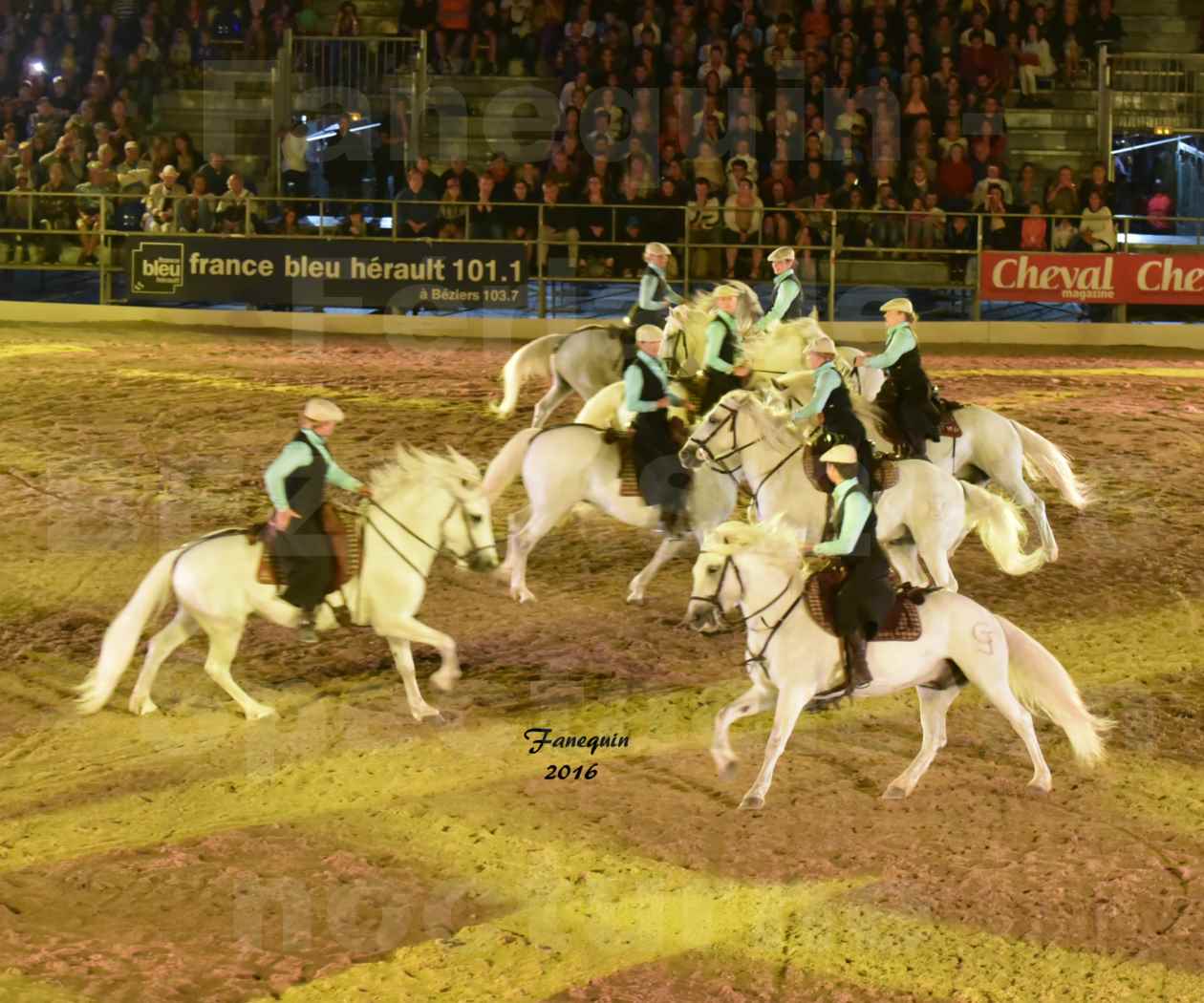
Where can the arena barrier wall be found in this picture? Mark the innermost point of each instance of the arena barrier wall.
...
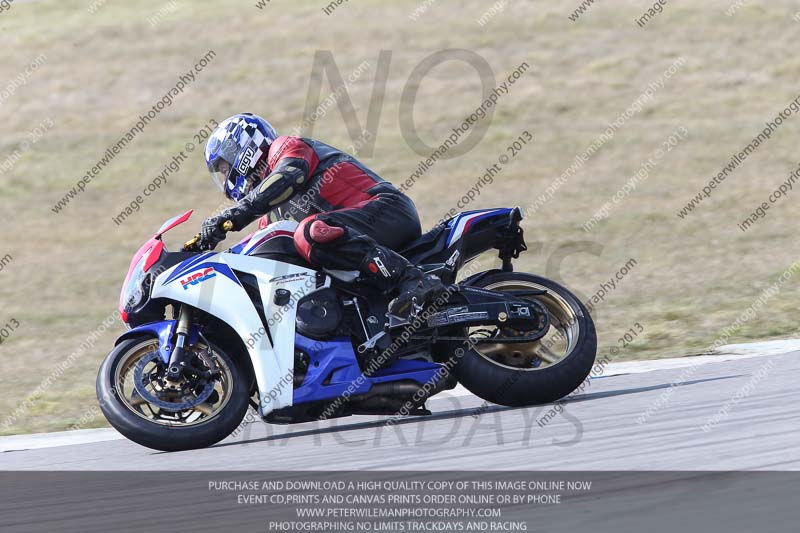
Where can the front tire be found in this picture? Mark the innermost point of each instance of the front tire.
---
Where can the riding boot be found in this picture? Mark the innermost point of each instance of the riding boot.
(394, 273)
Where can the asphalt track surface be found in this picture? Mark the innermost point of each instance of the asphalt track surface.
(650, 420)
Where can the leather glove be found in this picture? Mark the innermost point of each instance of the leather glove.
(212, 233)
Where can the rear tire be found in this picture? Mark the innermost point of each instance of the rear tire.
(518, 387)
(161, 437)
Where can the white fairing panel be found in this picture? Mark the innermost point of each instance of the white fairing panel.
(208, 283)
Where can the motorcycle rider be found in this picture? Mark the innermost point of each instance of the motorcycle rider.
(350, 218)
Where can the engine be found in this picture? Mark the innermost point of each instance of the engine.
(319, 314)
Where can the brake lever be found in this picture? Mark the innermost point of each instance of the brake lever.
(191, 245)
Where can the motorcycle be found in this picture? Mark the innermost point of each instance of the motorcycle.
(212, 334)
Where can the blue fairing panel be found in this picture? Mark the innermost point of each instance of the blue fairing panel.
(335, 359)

» **GOAL**:
Please report each line above that contains the word "motorcycle". Case matters.

» **THE COMPLETED TASK**:
Where can the motorcycle rider be found in this picture? Mark the innermost point of each instance of the motorcycle rider.
Where can the motorcycle be found in this picture? Mark the innermost point of each instance of the motorcycle.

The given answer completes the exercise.